[Text block]
The sense of scarcity — and misinformation that selective enrollment schools might close as a result of the plan — prompted selective enrollment school parents and proponents to decry the board’s stated goals of transitioning from policies that “drive student enrollment away from neighborhood schools” and ensuring that neighborhood schools are “fully-resourced.”
CPS officials have said repeatedly since December that they have no plans to close selective enrollment or magnet schools. And, in launching the 2024-25 budget, CEO Pedro Martinez told the Tribune that the new approach to funding — which guarantees every school a minimum number and ratio of support staff and teachers in core subjects like reading and math, as well as in arts and physical education — protects the robustness of the city’s “strongest schools,” while ensuring those in high-poverty areas aren’t starved of resources.
Central office expenses, rather than any school-level costs, are being cut to make the “much more equitable, much more transparent” funding strategy possible, Martinez said.

[Entries drawn from a collection]

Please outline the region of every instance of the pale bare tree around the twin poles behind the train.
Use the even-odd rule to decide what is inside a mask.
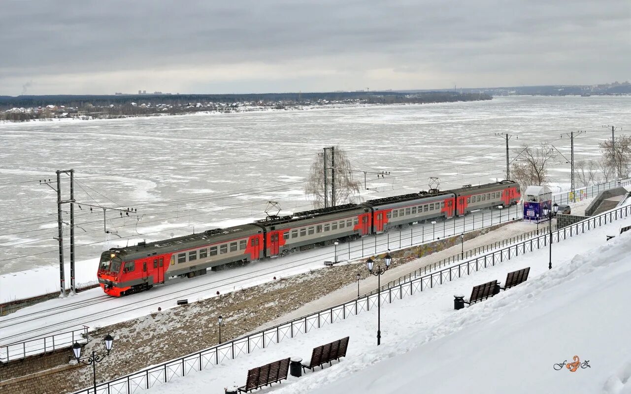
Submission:
[[[329,154],[327,156],[331,155]],[[333,162],[335,163],[334,170],[331,168]],[[336,146],[333,158],[327,157],[326,163],[326,191],[329,206],[338,206],[350,203],[353,196],[359,193],[360,184],[359,182],[353,180],[353,172],[350,171],[351,165],[348,161],[346,151],[339,148],[339,146]],[[331,180],[333,179],[333,171],[335,175],[335,199],[333,204],[331,204]],[[309,195],[314,204],[314,208],[317,209],[324,207],[324,154],[322,153],[317,154],[311,165],[309,178],[307,178],[307,184],[305,185],[305,193]]]

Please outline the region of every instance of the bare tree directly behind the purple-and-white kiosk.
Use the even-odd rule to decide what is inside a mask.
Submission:
[[[517,150],[518,156],[510,168],[512,180],[522,188],[530,185],[545,185],[548,182],[548,166],[557,157],[554,148],[540,144],[523,144]]]

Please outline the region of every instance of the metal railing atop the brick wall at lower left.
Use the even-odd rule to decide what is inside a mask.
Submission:
[[[0,346],[0,363],[23,359],[35,354],[47,353],[71,346],[74,342],[88,342],[88,326],[80,330],[57,333],[48,337],[15,342]]]

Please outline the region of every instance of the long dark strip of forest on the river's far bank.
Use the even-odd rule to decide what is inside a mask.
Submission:
[[[449,101],[491,100],[490,95],[478,93],[456,93],[430,91],[423,93],[375,92],[329,92],[329,93],[252,93],[247,95],[45,95],[45,96],[0,96],[0,110],[11,108],[37,108],[47,105],[64,107],[125,107],[131,103],[187,105],[188,103],[237,103],[261,102],[297,104],[318,100],[344,101],[362,100],[366,103],[438,103]]]

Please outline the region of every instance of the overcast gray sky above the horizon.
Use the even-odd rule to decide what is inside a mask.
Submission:
[[[631,79],[630,0],[3,0],[0,95]]]

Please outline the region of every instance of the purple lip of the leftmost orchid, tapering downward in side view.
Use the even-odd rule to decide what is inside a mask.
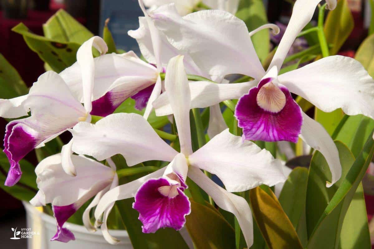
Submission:
[[[14,121],[7,125],[3,151],[9,160],[10,168],[5,186],[13,186],[19,181],[22,175],[19,161],[33,150],[39,141],[40,139],[28,132],[22,123]]]

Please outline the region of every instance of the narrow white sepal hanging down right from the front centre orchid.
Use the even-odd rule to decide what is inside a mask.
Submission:
[[[220,208],[235,215],[243,231],[245,242],[250,248],[253,244],[253,220],[251,208],[249,208],[247,201],[243,197],[229,193],[215,184],[198,168],[190,167],[188,177],[211,196]]]

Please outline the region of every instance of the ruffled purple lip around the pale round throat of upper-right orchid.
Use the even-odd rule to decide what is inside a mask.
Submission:
[[[243,95],[236,105],[235,118],[238,120],[238,126],[243,128],[243,139],[296,143],[301,133],[303,116],[300,106],[292,99],[288,89],[279,85],[285,95],[285,105],[276,113],[264,110],[257,103],[261,87],[271,81],[271,78],[262,80],[257,87]]]

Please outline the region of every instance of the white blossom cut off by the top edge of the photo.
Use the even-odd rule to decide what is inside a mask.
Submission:
[[[163,4],[175,3],[175,7],[181,16],[193,12],[199,3],[204,4],[210,9],[225,10],[235,14],[239,6],[239,0],[144,0],[144,5],[149,10],[156,9]]]

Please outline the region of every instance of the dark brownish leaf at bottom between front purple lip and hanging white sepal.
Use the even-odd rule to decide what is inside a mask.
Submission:
[[[190,201],[191,214],[186,216],[186,227],[196,248],[235,248],[234,229],[223,216],[208,206]]]

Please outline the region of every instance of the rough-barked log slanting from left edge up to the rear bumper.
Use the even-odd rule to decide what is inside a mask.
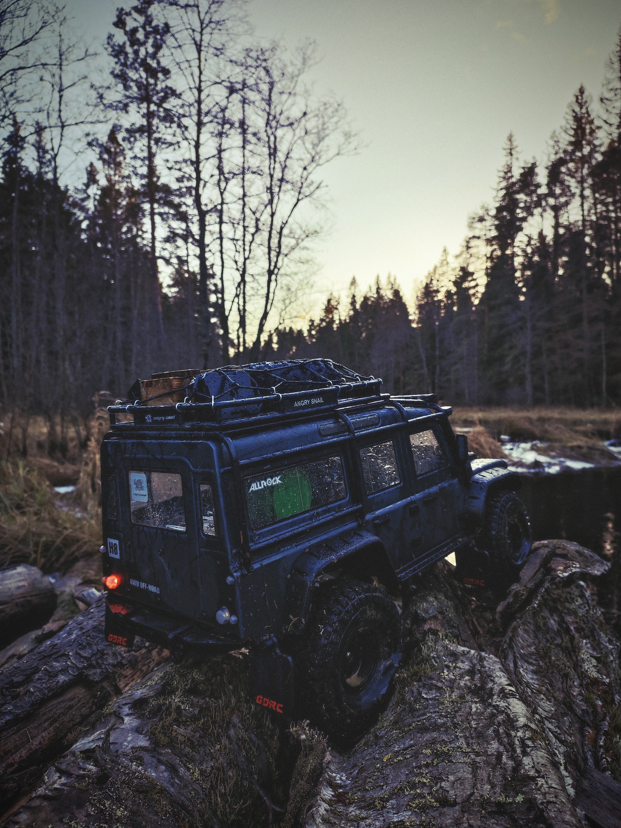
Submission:
[[[0,814],[41,778],[71,731],[168,655],[142,639],[132,650],[106,643],[98,599],[0,672]]]

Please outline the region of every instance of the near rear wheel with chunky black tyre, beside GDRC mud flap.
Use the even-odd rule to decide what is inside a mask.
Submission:
[[[305,707],[320,727],[354,736],[377,712],[401,653],[394,602],[350,580],[325,588],[297,657]]]

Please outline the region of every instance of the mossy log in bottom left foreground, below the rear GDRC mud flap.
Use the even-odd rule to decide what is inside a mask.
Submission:
[[[277,763],[293,763],[249,699],[247,662],[227,654],[158,668],[55,761],[8,825],[272,824],[286,793]]]

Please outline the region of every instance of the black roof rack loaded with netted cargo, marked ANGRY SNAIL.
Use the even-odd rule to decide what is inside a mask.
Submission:
[[[114,425],[116,415],[131,413],[136,425],[161,425],[176,421],[205,421],[220,426],[249,424],[258,418],[295,412],[330,411],[344,404],[362,405],[388,397],[381,394],[381,379],[363,377],[331,359],[287,359],[213,368],[191,377],[185,385],[172,381],[193,372],[167,372],[171,388],[185,389],[185,400],[157,405],[157,397],[171,399],[171,390],[137,399],[134,383],[129,400],[108,407]],[[161,377],[161,374],[159,375]],[[144,388],[147,383],[142,383]],[[163,402],[163,401],[162,401]]]

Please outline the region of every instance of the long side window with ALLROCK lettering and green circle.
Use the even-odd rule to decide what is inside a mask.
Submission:
[[[244,484],[250,521],[256,529],[347,496],[340,457],[247,477]]]

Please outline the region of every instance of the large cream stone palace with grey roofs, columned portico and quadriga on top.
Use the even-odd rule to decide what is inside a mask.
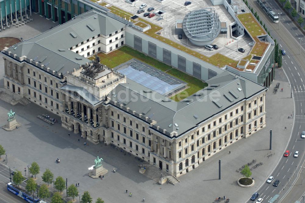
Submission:
[[[265,127],[267,87],[230,70],[218,68],[208,87],[176,102],[167,95],[185,84],[166,73],[86,58],[128,45],[131,29],[92,10],[5,48],[5,87],[89,142],[113,143],[176,177]]]

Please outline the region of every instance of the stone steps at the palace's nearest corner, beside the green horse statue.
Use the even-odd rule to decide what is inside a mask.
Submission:
[[[155,181],[157,183],[159,183],[159,180],[161,178],[161,173],[162,173],[162,176],[164,178],[167,178],[168,182],[173,185],[180,182],[180,180],[178,180],[176,177],[156,168],[153,165],[145,164],[145,167],[146,167],[146,170],[145,170],[145,173],[143,173],[143,175],[145,175],[146,177],[148,177],[149,179],[152,179],[153,181]]]

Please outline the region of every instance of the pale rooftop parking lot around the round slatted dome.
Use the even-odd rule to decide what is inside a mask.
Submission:
[[[223,54],[224,56],[227,56],[234,60],[239,60],[239,59],[246,57],[252,48],[249,45],[249,43],[252,42],[252,39],[249,36],[245,36],[242,39],[239,39],[238,42],[236,40],[234,41],[234,39],[231,38],[230,24],[233,23],[235,20],[233,19],[233,17],[231,17],[231,15],[228,13],[228,11],[226,10],[226,8],[223,5],[213,6],[209,0],[207,0],[207,1],[192,0],[191,1],[192,3],[188,6],[184,5],[185,4],[184,0],[177,0],[177,1],[166,0],[163,3],[160,3],[156,0],[153,0],[153,1],[139,0],[133,5],[125,2],[125,0],[115,0],[112,2],[107,0],[106,2],[108,2],[111,5],[117,6],[121,9],[124,9],[132,14],[145,18],[146,20],[148,20],[154,24],[160,25],[161,27],[164,28],[161,31],[162,36],[164,36],[168,39],[171,39],[174,42],[180,43],[181,45],[186,46],[186,47],[188,47],[192,50],[195,50],[208,57],[210,57],[216,53],[220,53],[220,54]],[[144,17],[143,16],[144,13],[138,14],[137,11],[140,9],[139,7],[143,3],[147,4],[147,6],[144,8],[144,10],[145,10],[144,13],[148,12],[147,9],[149,7],[155,8],[150,13],[153,13],[154,11],[156,11],[158,9],[165,11],[166,14],[163,17],[163,19],[162,19],[162,17],[159,17],[157,15],[152,18],[149,18],[149,17]],[[237,5],[239,8],[243,8],[242,0],[234,1],[234,2],[232,2],[232,4]],[[204,47],[202,47],[202,46],[195,46],[188,41],[188,39],[185,35],[183,35],[182,39],[178,39],[178,35],[175,33],[176,20],[183,20],[183,18],[185,17],[185,14],[189,13],[192,10],[198,10],[198,9],[210,8],[210,7],[215,9],[215,11],[218,13],[218,16],[219,16],[219,19],[221,22],[227,23],[228,34],[220,34],[213,42],[213,44],[216,44],[219,47],[219,49],[210,51],[210,50],[204,49]],[[246,8],[243,8],[243,9],[246,9]],[[230,43],[230,41],[231,41],[231,43]],[[227,42],[228,42],[228,45],[227,45]],[[245,50],[245,52],[241,53],[241,52],[237,51],[238,48],[243,48]]]

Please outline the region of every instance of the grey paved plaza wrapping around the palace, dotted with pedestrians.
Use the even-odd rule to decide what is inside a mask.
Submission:
[[[39,20],[41,21],[34,20],[32,23],[41,22],[46,30],[51,27],[47,24],[51,21],[42,17]],[[23,26],[26,32],[24,34],[22,27],[15,28],[18,29],[17,37],[22,36],[23,39],[27,39],[25,36],[31,37],[31,28],[26,28],[28,25]],[[32,29],[36,30],[34,27]],[[1,85],[4,73],[3,62],[0,63],[0,69]],[[141,175],[138,173],[139,161],[133,156],[124,156],[109,145],[89,143],[89,146],[84,147],[84,139],[81,139],[80,134],[74,135],[73,132],[62,128],[60,123],[49,126],[37,119],[36,115],[48,112],[33,103],[27,106],[19,104],[11,106],[0,100],[0,115],[2,115],[0,124],[6,123],[7,112],[10,109],[16,112],[17,121],[22,124],[20,128],[11,132],[1,129],[0,144],[7,151],[8,166],[12,169],[23,172],[24,167],[36,161],[41,167],[41,173],[37,175],[38,183],[42,183],[41,175],[46,168],[49,168],[55,178],[57,176],[68,178],[68,185],[80,183],[78,188],[80,193],[88,190],[94,201],[97,197],[102,197],[105,202],[133,203],[140,202],[145,197],[146,202],[209,203],[213,202],[215,197],[225,195],[230,198],[230,202],[245,202],[271,174],[279,158],[282,157],[291,134],[293,120],[288,119],[288,116],[294,107],[290,98],[290,86],[282,68],[276,69],[275,79],[266,97],[266,127],[249,138],[243,138],[224,148],[196,169],[179,177],[181,182],[175,186],[171,184],[161,186]],[[277,82],[281,83],[280,88],[284,88],[284,91],[272,94]],[[50,115],[60,120],[59,116]],[[284,127],[287,127],[287,130],[284,130]],[[275,154],[268,159],[265,156],[270,153],[270,129],[273,131],[271,152]],[[71,134],[70,137],[68,133]],[[78,139],[81,139],[81,142],[78,142]],[[228,154],[229,151],[231,154]],[[103,180],[92,179],[87,175],[88,167],[94,165],[96,156],[104,159],[104,167],[109,171]],[[57,157],[61,160],[60,164],[55,162]],[[221,159],[221,180],[218,180],[218,159]],[[241,175],[235,170],[253,159],[257,159],[258,162],[263,161],[264,164],[252,170],[255,185],[251,188],[241,188],[236,183]],[[111,172],[113,168],[117,169],[116,173]],[[128,197],[128,194],[124,193],[125,190],[132,192],[132,197]],[[66,196],[65,193],[63,195]]]

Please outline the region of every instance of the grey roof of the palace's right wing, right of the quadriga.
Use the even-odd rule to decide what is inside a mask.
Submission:
[[[178,135],[196,127],[197,124],[231,105],[267,90],[258,83],[225,71],[207,80],[208,87],[183,101],[176,102],[166,101],[169,100],[167,97],[156,92],[145,93],[143,90],[147,90],[147,87],[130,79],[126,82],[114,88],[108,97],[136,113],[155,120],[157,122],[155,126],[166,129],[167,132],[176,131]]]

[Work task] According to the passage on CPS school funding, which expenses are being cut to make the new funding strategy possible?

[Solution] Central office expenses are being cut, rather than any school-level costs.